Sustainability Life Writing Books Lists Entrepreneurship

The Prestige of Future Economy

Pol
3 min readFeb 17, 2021

A dream written down becomes a goal. A goal broken down into steps becomes a plan. A plan backed by action becomes reality. There are two ways to be happy: improve your reality, or lower your expectations. It’s like magic! Nothing worth having comes easy

My Top #8 list for now. This is in permanent change. Possibly some leave and others remain. We’ll see

Every magic trick consists of three parts, or acts…

The first part is called the Pledge. The magician shows you something ordinary: A deck of cards, or a bird… or a man… [or an Idea]

He shows you this object, and pledges to you its utter normality. Perhaps he asks you to inspect it, to see that it is indeed real, unaltered, normal.

But, of course, it probably isn’t.

The second act is called the Turn. The magician takes the ordinary something and makes it do something extraordinary.

Now you’re looking for the secret. But you won’t find it. Because of course, you’re not really looking, you don’t really want to know, you want to be fooled.

But you couldn’t clap yet. Because making something disappear isn’t enough. You have to bring it back.

▶ **Items**
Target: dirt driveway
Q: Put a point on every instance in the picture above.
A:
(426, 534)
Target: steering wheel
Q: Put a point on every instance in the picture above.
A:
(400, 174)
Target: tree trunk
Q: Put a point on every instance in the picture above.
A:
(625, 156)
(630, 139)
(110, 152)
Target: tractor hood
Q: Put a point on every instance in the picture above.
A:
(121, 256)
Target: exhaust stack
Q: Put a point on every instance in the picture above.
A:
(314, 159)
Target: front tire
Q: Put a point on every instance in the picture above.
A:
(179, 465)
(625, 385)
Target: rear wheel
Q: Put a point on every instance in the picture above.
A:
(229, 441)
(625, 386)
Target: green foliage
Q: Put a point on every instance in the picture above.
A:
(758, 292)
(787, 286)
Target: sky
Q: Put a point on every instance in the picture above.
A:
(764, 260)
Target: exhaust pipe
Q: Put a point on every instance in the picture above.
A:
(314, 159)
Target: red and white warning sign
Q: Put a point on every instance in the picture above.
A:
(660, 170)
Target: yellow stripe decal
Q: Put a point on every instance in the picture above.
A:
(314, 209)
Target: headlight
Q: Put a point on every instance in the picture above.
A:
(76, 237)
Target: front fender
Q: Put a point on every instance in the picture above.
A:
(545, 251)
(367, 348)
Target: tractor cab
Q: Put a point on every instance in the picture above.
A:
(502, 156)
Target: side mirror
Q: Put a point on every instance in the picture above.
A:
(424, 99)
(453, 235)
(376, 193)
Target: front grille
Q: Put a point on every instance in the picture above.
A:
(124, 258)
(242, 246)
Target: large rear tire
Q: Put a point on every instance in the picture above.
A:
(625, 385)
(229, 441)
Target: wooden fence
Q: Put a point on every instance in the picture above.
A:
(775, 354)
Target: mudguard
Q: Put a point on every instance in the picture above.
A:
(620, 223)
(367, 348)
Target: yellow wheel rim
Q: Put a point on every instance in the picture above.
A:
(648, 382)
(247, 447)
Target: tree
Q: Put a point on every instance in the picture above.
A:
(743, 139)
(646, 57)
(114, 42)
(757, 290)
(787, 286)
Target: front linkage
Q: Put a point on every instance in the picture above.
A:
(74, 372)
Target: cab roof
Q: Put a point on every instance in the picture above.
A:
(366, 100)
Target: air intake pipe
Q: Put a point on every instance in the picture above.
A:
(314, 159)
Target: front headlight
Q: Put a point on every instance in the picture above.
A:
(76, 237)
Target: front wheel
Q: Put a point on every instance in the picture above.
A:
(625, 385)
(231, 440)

▶ **Exercise goal**
From the magic-trick piece, write out again the stretch from "He shows you" through "real, unaltered, normal.", replacing "object" with "item".

▶ **The solution**
He shows you this item, and pledges to you its utter normality. Perhaps he asks you to inspect it, to see that it is indeed real, unaltered, normal.